THE REQUEST =>
Only the lines from the one containing "Note: point to the brown" through the end of the data below should be copied, each exactly as written and with both ends kept.

RECORDS SHOWN =>
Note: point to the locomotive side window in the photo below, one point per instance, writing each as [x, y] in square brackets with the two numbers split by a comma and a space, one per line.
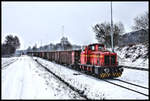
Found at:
[100, 47]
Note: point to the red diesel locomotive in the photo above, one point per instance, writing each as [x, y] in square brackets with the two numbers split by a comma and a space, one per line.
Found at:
[94, 59]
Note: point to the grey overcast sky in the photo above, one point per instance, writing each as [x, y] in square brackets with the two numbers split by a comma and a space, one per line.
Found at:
[41, 22]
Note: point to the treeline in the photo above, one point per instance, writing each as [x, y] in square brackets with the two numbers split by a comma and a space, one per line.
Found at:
[10, 45]
[103, 30]
[63, 45]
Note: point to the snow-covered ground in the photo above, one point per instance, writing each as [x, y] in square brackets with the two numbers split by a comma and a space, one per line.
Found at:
[134, 56]
[25, 79]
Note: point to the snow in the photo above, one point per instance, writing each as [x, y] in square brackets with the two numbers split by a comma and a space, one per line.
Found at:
[25, 79]
[95, 89]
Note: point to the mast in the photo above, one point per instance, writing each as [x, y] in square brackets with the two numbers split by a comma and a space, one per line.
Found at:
[112, 29]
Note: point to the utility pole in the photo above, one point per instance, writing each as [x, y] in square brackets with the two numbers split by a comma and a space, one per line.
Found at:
[112, 29]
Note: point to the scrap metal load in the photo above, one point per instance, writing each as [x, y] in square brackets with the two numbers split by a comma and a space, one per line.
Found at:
[94, 60]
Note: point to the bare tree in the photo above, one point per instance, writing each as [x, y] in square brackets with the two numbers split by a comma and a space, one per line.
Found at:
[103, 32]
[141, 22]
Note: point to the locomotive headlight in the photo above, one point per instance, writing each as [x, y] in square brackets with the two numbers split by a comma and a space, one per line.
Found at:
[106, 70]
[121, 69]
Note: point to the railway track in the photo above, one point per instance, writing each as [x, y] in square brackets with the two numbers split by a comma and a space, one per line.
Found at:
[131, 89]
[80, 92]
[5, 65]
[136, 68]
[113, 81]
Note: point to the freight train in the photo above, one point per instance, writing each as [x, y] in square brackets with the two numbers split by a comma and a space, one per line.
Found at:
[94, 60]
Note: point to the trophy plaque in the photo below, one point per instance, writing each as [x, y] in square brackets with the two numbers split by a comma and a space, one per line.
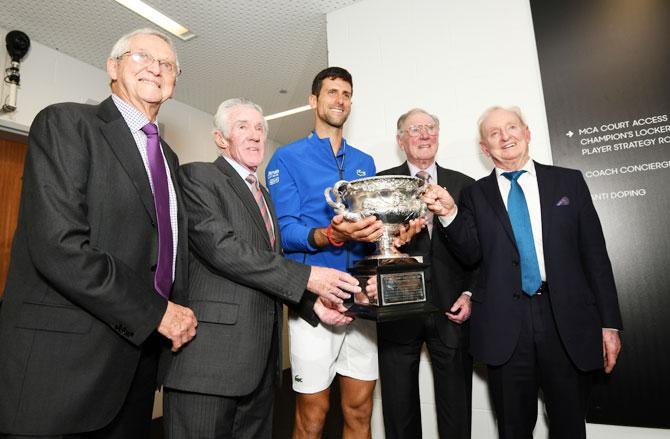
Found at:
[401, 288]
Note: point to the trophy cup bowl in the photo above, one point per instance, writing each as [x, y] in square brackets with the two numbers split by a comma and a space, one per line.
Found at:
[395, 200]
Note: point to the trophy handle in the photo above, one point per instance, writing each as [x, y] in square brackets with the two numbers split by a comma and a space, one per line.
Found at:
[423, 187]
[337, 205]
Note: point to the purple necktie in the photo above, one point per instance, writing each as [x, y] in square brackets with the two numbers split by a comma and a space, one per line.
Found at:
[163, 275]
[258, 195]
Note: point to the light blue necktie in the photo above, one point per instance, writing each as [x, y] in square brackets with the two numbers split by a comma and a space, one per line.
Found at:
[517, 209]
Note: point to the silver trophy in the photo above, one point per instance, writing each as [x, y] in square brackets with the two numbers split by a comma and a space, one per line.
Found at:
[395, 200]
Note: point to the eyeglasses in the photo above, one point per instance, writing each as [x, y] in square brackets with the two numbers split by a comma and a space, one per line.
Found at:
[144, 59]
[416, 130]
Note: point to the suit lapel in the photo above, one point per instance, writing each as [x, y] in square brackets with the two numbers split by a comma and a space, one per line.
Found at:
[492, 194]
[273, 217]
[121, 142]
[422, 240]
[244, 194]
[547, 188]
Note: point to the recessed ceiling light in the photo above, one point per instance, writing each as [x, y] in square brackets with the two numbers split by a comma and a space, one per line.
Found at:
[288, 112]
[158, 18]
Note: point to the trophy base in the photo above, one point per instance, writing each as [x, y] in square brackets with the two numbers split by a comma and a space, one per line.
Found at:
[389, 313]
[401, 290]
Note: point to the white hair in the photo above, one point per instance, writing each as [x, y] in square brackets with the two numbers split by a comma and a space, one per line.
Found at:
[513, 109]
[122, 45]
[223, 114]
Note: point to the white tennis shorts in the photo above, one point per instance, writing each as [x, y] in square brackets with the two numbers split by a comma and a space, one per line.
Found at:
[317, 354]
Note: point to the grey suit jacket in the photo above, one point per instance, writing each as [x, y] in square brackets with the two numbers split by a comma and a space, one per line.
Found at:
[238, 283]
[80, 300]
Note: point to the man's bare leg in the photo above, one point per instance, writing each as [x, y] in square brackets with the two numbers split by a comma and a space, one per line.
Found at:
[310, 414]
[356, 407]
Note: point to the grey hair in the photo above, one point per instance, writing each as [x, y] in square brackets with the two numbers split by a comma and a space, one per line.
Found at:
[513, 109]
[122, 45]
[403, 117]
[223, 113]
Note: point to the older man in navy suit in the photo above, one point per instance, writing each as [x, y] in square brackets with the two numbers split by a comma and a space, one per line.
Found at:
[545, 311]
[98, 256]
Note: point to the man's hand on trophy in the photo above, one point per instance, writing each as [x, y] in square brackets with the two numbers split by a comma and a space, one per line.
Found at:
[333, 285]
[439, 201]
[371, 287]
[331, 313]
[460, 310]
[367, 229]
[407, 232]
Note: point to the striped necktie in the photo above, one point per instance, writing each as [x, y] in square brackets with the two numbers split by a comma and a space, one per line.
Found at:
[253, 181]
[425, 176]
[163, 274]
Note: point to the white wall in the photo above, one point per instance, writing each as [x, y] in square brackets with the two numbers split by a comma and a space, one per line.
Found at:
[454, 59]
[49, 76]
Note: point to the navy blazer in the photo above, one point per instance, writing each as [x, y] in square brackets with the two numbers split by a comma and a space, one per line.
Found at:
[447, 277]
[579, 273]
[238, 282]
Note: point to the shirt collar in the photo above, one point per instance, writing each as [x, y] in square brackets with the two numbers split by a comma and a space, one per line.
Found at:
[529, 167]
[432, 170]
[243, 171]
[134, 118]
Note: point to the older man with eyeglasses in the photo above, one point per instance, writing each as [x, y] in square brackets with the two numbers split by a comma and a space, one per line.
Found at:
[99, 251]
[448, 283]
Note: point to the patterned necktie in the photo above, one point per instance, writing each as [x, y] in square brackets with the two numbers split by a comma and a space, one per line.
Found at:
[163, 274]
[425, 176]
[517, 209]
[251, 178]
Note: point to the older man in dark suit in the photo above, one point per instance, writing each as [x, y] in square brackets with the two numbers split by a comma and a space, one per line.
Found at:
[220, 385]
[448, 283]
[100, 248]
[545, 310]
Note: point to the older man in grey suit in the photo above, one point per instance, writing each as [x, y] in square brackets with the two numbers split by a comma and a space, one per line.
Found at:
[220, 385]
[99, 253]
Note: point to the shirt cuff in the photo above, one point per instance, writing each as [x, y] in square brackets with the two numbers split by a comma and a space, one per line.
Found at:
[310, 239]
[448, 219]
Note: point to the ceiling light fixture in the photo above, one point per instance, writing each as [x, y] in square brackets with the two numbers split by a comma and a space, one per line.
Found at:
[158, 18]
[288, 112]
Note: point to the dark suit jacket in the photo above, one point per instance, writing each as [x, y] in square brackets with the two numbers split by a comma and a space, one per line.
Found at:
[581, 284]
[238, 282]
[80, 299]
[447, 277]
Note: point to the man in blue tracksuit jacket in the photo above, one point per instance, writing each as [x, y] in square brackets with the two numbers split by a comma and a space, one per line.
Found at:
[297, 176]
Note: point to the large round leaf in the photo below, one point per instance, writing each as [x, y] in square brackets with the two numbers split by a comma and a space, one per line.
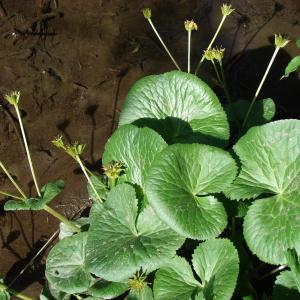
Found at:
[180, 106]
[216, 263]
[120, 241]
[65, 268]
[135, 148]
[179, 184]
[270, 158]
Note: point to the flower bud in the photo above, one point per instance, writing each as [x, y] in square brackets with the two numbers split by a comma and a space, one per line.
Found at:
[190, 25]
[147, 13]
[280, 41]
[13, 98]
[226, 9]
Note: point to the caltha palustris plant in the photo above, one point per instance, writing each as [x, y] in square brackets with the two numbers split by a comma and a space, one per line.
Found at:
[176, 213]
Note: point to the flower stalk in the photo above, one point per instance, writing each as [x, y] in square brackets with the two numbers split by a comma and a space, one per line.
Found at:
[147, 14]
[75, 150]
[279, 43]
[226, 11]
[189, 25]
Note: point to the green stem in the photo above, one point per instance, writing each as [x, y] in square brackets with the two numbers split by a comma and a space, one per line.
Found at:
[217, 73]
[62, 218]
[27, 150]
[189, 50]
[259, 87]
[88, 178]
[4, 287]
[12, 180]
[10, 195]
[225, 86]
[163, 44]
[210, 44]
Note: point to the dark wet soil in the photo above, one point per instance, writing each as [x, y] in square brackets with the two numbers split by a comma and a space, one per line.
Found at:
[74, 62]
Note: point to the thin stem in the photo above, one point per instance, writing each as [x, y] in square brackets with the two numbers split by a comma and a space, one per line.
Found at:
[260, 86]
[88, 178]
[12, 180]
[210, 44]
[62, 218]
[3, 287]
[217, 72]
[225, 87]
[27, 151]
[10, 195]
[163, 44]
[189, 50]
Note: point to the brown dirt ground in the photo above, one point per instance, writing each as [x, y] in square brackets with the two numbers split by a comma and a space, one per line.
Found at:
[74, 62]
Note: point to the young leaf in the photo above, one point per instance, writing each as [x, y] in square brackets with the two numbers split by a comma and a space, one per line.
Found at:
[285, 287]
[100, 187]
[120, 241]
[108, 289]
[292, 66]
[262, 112]
[66, 265]
[270, 165]
[179, 185]
[178, 105]
[48, 193]
[140, 294]
[215, 262]
[136, 148]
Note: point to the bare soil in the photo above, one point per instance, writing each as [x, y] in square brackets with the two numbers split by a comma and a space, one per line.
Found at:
[74, 62]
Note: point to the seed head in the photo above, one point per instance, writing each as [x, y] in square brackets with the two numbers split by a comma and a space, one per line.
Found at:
[147, 13]
[13, 97]
[226, 9]
[190, 25]
[280, 41]
[114, 169]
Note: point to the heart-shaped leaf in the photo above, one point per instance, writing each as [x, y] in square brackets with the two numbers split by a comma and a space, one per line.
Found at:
[120, 241]
[48, 193]
[285, 287]
[270, 158]
[136, 148]
[215, 261]
[262, 111]
[178, 105]
[100, 186]
[108, 289]
[66, 265]
[179, 185]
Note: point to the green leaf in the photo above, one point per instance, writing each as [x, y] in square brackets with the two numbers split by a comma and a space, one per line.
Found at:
[100, 186]
[65, 230]
[270, 165]
[285, 287]
[262, 111]
[294, 264]
[120, 241]
[215, 261]
[66, 265]
[48, 293]
[179, 186]
[3, 294]
[108, 289]
[175, 281]
[217, 264]
[292, 66]
[48, 193]
[136, 148]
[298, 42]
[178, 105]
[140, 294]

THE COMPLETED TASK =>
Note: point to the brown dirt ground in the photo above, one point per instance, writing each as [x, y] in square brackets with the two numbers split by a comma and a space, one per line.
Found at:
[74, 62]
Note: point to the young leaf in the photo above, one point per instance, writing each as [x, y] in square brackets with the two numbers split by a comma and a space, one per line.
Found at:
[285, 287]
[100, 187]
[120, 241]
[108, 289]
[292, 66]
[262, 112]
[66, 265]
[270, 165]
[179, 185]
[178, 105]
[48, 193]
[140, 294]
[215, 262]
[136, 148]
Note: point to the bare soil in the photo above, one point per instance, writing each as [x, y] in square brackets with the two numbers split by a comma and a space, one per line.
Found at:
[74, 62]
Note: point to the seed head in the photo above, one point per instance, writing each as [x, y] in square brackets with the two numbers split by a comma and a space, one per line.
Found at:
[147, 13]
[13, 97]
[226, 9]
[190, 25]
[280, 41]
[114, 169]
Note: point to the heart-shaped leaf in the photo above, one point per instance, writing each as [x, y] in square brackets with the two numbers split by a comma and a space, one per line.
Found at:
[120, 241]
[48, 193]
[285, 287]
[270, 158]
[136, 148]
[215, 261]
[262, 111]
[178, 105]
[100, 186]
[108, 289]
[66, 265]
[179, 185]
Note: point to the green leaf in the photo above, one point per instance, writing each as [x, y] in square brackets with the two numbers split by a comma and a space, one per line.
Found at:
[100, 186]
[65, 230]
[270, 165]
[285, 287]
[262, 111]
[294, 264]
[120, 241]
[215, 261]
[66, 265]
[48, 293]
[179, 186]
[3, 294]
[108, 289]
[175, 281]
[217, 264]
[292, 66]
[48, 193]
[136, 148]
[298, 42]
[178, 105]
[140, 294]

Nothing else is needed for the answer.